### [Source passage]
════
It is resolved that the officers, passengers, and crew, in number one hundred and thirty-five souls, shall endeavour to penetrate on foot, across trackless deserts, infested by wild beasts and cruel savages, to the Dutch settlements at the Cape of Good Hope. With this forlorn object before them, they finally separate into two parties - never more to meet on earth.
There is a solitary child among the passengers - a little boy of seven years old who has no relation there; and when the first party is moving away he cries after some member of it who has been kind to him. The crying of a child might be supposed to be a little thing to men in such great extremity; but it touches them, and he is immediately taken into that detachment.
From which time forth, this child is sublimely made a sacred charge. He is pushed, on a little raft, across broad rivers by the swimming sailors; they carry him by turns through the deep sand and long grass (he patiently walking at all other times); they share with him such putrid fish as they find to eat; they lie down and wait for him when the rough carpenter, who becomes his especial friend, lags behind. Beset by lions and tigers, by savages, by thirst, by hunger, by death in a crowd of ghastly shapes, they never - O Father of all mankind, thy name be blessed for it! - forget this child. The captain stops exhausted, and his faithful coxswain goes back and is seen to sit down by his side, and neither of the two shall be any more beheld until the great last day; but, as the rest go on for their lives, they take the child with them. The carpenter dies of poisonous berries eaten in starvation; and the steward, succeeding to the command of the party, succeeds to the sacred guardianship of the child.
════
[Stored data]

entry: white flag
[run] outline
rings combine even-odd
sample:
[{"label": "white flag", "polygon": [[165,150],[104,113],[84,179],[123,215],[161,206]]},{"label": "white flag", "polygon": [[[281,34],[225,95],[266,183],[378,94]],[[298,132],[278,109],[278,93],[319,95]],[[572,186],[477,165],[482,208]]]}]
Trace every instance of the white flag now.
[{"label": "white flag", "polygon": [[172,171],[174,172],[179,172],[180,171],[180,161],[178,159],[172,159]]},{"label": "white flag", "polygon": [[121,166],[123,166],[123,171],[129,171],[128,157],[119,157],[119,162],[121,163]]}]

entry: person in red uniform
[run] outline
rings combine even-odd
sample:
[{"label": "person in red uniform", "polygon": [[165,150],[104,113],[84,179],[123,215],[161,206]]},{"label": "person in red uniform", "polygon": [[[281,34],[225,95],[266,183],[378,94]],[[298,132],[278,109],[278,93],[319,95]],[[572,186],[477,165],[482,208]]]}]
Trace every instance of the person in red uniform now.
════
### [Problem]
Copy the whole shipwreck passage about the child carried to the Cape of Good Hope word for word.

### [Your solution]
It is resolved that the officers, passengers, and crew, in number one hundred and thirty-five souls, shall endeavour to penetrate on foot, across trackless deserts, infested by wild beasts and cruel savages, to the Dutch settlements at the Cape of Good Hope. With this forlorn object before them, they finally separate into two parties - never more to meet on earth.
There is a solitary child among the passengers - a little boy of seven years old who has no relation there; and when the first party is moving away he cries after some member of it who has been kind to him. The crying of a child might be supposed to be a little thing to men in such great extremity; but it touches them, and he is immediately taken into that detachment.
From which time forth, this child is sublimely made a sacred charge. He is pushed, on a little raft, across broad rivers by the swimming sailors; they carry him by turns through the deep sand and long grass (he patiently walking at all other times); they share with him such putrid fish as they find to eat; they lie down and wait for him when the rough carpenter, who becomes his especial friend, lags behind. Beset by lions and tigers, by savages, by thirst, by hunger, by death in a crowd of ghastly shapes, they never - O Father of all mankind, thy name be blessed for it! - forget this child. The captain stops exhausted, and his faithful coxswain goes back and is seen to sit down by his side, and neither of the two shall be any more beheld until the great last day; but, as the rest go on for their lives, they take the child with them. The carpenter dies of poisonous berries eaten in starvation; and the steward, succeeding to the command of the party, succeeds to the sacred guardianship of the child.